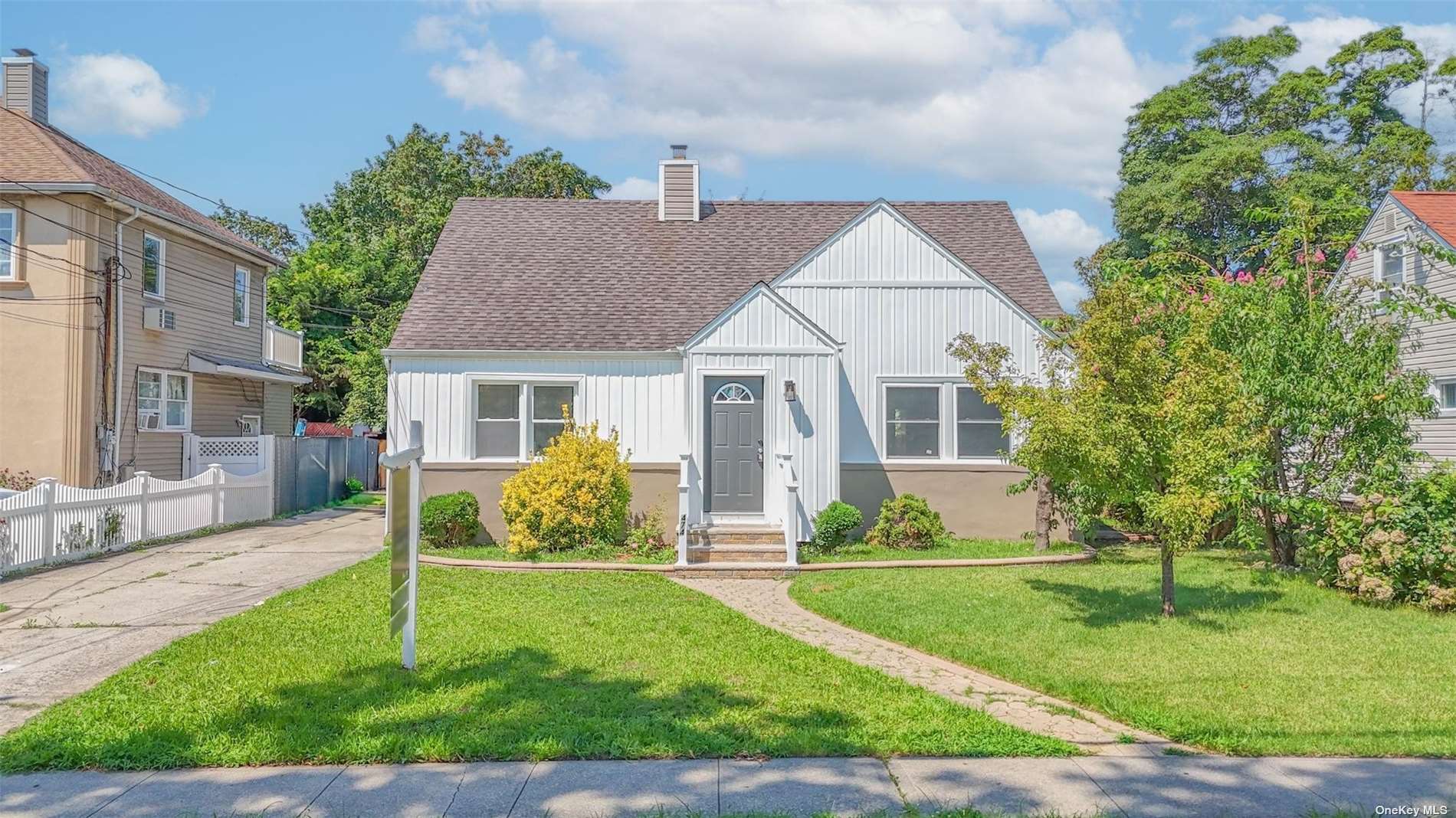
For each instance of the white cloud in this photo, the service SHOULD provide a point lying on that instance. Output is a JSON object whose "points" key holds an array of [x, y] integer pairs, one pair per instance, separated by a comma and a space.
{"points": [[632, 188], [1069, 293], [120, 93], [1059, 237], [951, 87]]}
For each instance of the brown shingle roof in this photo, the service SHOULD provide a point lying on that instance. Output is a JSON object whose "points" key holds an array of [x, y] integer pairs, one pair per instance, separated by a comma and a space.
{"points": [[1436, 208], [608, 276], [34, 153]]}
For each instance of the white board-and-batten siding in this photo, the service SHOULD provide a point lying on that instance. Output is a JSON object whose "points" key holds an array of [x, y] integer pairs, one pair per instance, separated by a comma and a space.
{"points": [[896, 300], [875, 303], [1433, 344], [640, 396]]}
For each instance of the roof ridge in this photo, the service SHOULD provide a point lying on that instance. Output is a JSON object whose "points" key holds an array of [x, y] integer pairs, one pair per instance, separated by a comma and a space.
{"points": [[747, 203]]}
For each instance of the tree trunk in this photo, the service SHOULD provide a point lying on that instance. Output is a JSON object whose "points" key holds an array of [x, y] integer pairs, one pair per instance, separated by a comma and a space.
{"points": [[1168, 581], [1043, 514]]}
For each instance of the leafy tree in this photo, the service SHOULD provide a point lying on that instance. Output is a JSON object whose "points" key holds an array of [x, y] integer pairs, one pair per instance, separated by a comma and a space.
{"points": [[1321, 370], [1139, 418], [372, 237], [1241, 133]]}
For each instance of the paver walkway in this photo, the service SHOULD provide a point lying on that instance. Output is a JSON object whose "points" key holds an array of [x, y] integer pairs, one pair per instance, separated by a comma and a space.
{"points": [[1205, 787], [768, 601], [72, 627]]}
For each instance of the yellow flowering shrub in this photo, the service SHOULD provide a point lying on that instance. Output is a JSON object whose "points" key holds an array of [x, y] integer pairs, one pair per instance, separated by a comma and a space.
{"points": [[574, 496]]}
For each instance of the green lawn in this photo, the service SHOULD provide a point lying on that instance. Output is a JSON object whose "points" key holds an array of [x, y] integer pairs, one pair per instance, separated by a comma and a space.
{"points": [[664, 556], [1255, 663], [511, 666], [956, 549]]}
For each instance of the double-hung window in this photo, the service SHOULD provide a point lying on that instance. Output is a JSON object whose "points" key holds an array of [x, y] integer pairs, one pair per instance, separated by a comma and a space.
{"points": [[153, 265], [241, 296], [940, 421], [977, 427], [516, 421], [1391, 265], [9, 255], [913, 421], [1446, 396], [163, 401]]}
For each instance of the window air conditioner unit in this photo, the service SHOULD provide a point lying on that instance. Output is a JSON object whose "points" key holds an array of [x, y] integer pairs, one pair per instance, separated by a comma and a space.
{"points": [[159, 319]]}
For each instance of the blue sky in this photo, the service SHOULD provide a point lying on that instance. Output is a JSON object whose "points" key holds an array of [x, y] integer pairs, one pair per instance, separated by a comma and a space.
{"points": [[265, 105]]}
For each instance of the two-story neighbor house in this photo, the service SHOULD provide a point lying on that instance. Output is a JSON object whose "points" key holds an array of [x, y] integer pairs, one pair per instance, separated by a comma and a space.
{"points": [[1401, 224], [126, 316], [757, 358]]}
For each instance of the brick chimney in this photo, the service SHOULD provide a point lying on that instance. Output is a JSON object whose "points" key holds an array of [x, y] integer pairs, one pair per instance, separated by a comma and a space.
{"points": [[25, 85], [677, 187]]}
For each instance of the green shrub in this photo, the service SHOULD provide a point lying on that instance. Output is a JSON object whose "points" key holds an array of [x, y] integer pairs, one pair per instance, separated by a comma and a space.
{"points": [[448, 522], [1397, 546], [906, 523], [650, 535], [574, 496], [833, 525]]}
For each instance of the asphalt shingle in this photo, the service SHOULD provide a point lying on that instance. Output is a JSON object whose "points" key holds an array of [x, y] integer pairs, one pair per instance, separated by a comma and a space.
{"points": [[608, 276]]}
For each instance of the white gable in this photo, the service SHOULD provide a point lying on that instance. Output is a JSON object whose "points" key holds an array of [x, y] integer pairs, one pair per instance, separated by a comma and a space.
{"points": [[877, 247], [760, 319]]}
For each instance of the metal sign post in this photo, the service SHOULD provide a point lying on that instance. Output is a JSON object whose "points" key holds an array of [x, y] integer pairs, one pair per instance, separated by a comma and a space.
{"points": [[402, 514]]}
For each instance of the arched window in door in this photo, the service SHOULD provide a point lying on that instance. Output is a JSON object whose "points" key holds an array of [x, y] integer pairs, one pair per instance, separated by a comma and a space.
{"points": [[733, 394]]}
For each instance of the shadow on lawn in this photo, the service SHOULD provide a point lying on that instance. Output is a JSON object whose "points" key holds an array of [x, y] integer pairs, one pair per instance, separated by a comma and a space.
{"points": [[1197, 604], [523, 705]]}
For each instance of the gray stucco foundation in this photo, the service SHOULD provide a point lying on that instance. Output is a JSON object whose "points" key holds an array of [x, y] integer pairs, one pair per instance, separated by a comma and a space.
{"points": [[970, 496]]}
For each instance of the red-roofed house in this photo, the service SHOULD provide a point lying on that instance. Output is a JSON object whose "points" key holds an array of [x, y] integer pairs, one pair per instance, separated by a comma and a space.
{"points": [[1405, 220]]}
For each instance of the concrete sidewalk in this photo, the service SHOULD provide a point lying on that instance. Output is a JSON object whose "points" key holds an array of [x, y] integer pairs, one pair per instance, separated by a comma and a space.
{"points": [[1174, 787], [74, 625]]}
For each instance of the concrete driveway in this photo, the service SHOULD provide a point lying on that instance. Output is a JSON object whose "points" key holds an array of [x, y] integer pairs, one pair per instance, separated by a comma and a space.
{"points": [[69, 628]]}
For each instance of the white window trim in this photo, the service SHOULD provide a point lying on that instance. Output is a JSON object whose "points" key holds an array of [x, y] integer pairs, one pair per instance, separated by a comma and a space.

# [Task description]
Please copy the lines above exactly as written, apart from any pictures.

# [Completed task]
For each instance of the white cloud in this photo, the service SHOULD provide a point lying on that instance. Output is a JSON object whose "points" key holds an array of [x, y] integer pairs, one pair per instance, separated by a comma and a space.
{"points": [[632, 188], [1069, 293], [120, 93], [1059, 237], [951, 87]]}
For each instance of the brown shingle roof in this photo, the service SHOULD provide a point lying on that instance. Output is a JSON object whose "points" key holds an array of [x, y] integer pairs, one pair per instance, separated by a comma and a space.
{"points": [[1436, 208], [608, 276], [34, 153]]}
For each instance of the white board-and-batten siding in this photo, the service SHOULD provide a point lying on that instance. Output is a JSON object whose "points" key holds an array of [x, y] integer pairs, one pair per instance, separated by a comma and a space.
{"points": [[896, 300], [875, 303], [1433, 344], [640, 396]]}
For each instance of the roof ridge in this photo, the service SHOULD provide a point lying on that instance. Output is a JSON object whose "points" key holds an array of [x, y] integer pairs, one pair per instance, separated by a comma and a space.
{"points": [[747, 203]]}
For each instance of the tree trunk in this photo, the service SHOULD provide a point lying on that instance. Output is a JSON object whose "points" key holds an array of [x, y] integer pairs, one pair per instance, separated by a comma and a space.
{"points": [[1168, 581], [1043, 514]]}
For each instance of the leafy tree in this photo, the service SHOULD provide a point lying on that instance. Output is a JSON object whose "points" key holds an array of [x, y] integer pairs, one pair per instance, separated by a comma and a space.
{"points": [[1321, 370], [1139, 418], [372, 237], [1241, 133]]}
For each instance of the paver walkway in this photo, the service SHOULD provide a point lying on that instance. Output is a JSON object whose "points" key holds an array of [x, y] integer pairs, one pair per instance, separated by a comma and a space.
{"points": [[1205, 787], [768, 601], [72, 627]]}
For each instance of the yellow flowering shrub in this photo, the service SHOULD provide a point lying on that instance. Output is a JSON object whose "points" key holds an array of [x, y] integer pairs, one pair per instance, separated by a comma and a space.
{"points": [[574, 496]]}
For each instance of the green lawn in this photo, the service SHOULD provide a point lying on that instance. Output is a JSON object whose "points" key holds an array of [x, y] integer pairs, one pair per instance, separated by a comma and a space.
{"points": [[664, 556], [1255, 663], [511, 666], [956, 549]]}
For each instance of the double-hung window in this photo, the service SHOULD provide a point lying on that instance. Output is a JSON object whose "points" key holds an array of [x, y] integer pairs, one pair per instance, separated by a comma and a space.
{"points": [[153, 265], [241, 296], [940, 421], [977, 427], [516, 421], [1391, 265], [9, 255], [913, 421], [1446, 396], [163, 401]]}
For each instance of the window air conditioner unit in this photo, the service SHOULD provide a point lying on that instance. Output is a JSON object whose "points" key holds an array of [x, y] integer pairs, one pair per instance, separated by a comma and a space.
{"points": [[159, 319]]}
For each instance of the blue sky in this photo, the service SHOULD provide a point lying on that instance. Output is a JSON object whose "points" key holds an array of [x, y] integer pairs, one pair per instance, separated by a comma and a space.
{"points": [[265, 105]]}
For each instance of the two-story neighbor house in this photo, the service SHOULD provide a point lying on that instance. Output is a JSON object whose "points" key holds an array of [x, y] integer pairs, one pair per instance, separated by a comma and a space.
{"points": [[1401, 224], [126, 316], [757, 358]]}
For each instance of the brick chimney in this photo, the service SHOULD provide a point lying on that instance. Output is a JSON object whose "points" key holds an array of [x, y] integer pairs, one pair per instance, separated by a comma and a space.
{"points": [[25, 85], [677, 187]]}
For each instance of the green shrub in this photo, the service SHOULD provide a point lying on that instance. Output is a JSON object whose "points" key holds an array of [x, y] integer pairs, one pair per instance, separated by a comma and a space.
{"points": [[448, 522], [1397, 546], [906, 523], [650, 535], [574, 496], [833, 525]]}
For each instance of the asphalt shingle in this photo, the service SHOULD provide a point lying on that instance. Output is a JSON object whose "points" key holds an array of [x, y] integer pairs, one pair per instance, separated by a comma and a space.
{"points": [[608, 276]]}
For each instance of the white gable in this photo, the service SHOULD provide a point lying on that instance. Output is a JSON object whose "points" key holds an array of [x, y] integer pairs, one pair per instance, separated by a comma and a space.
{"points": [[877, 247], [760, 319]]}
For each instance of the metal sign post in this photo, the service SHOULD provide a point lying on that instance. Output is a JSON object whose "points" key holds an array of [x, y] integer pairs, one pair per instance, separated by a comma and a space.
{"points": [[402, 514]]}
For each instance of the arched window in door in this photo, the service SHOULD provide a point lying on that instance. Output is a JSON object whose "points" key holds an array of [x, y] integer pairs, one pair per instance, separated by a comma and a space.
{"points": [[733, 394]]}
For each instance of the shadow on lawn in this photo, the service SHOULD provide a point lying on that instance. Output is a JSON object whose "points" key holds an array of [x, y] integer pairs, one pair per instance, separated by a comma and a space.
{"points": [[1197, 604], [523, 705]]}
For each instance of the gray stucco foundation in this photo, the service SHOULD provide a point lying on that instance. Output is a JSON object whose "points" key holds an array of [x, y] integer pairs, one pair per instance, separated by a comma and a space.
{"points": [[970, 496]]}
For each instance of the red-roofed house in this photo, the service SHOULD provide a point lying on that instance. Output is a JSON object whose "points" key holds an array of [x, y] integer pairs, one pair per instance, separated by a comma and a space.
{"points": [[1405, 220]]}
For each instance of the concrete sidewalk in this photo, the service SHOULD provide a point lying on that instance. Output is a JSON object whose "points" key holds an array of [x, y] integer pairs, one pair per instance, separated by a comma and a space.
{"points": [[1174, 787], [74, 625]]}
For each instance of the concrete driveway in this photo, the service SHOULD provide a point lying on that instance. Output is a JSON object whose "points" key holds an array of [x, y] integer pairs, one pair per instance, separated by a comma and a space.
{"points": [[69, 628]]}
For each instance of the white window trim in this photo, the service SHOULD provide a point lying on that instance. Output is a JSON object whose "points" key holds an array of [x, y] integer pairs, one pair per instance, separated by a comma and a space.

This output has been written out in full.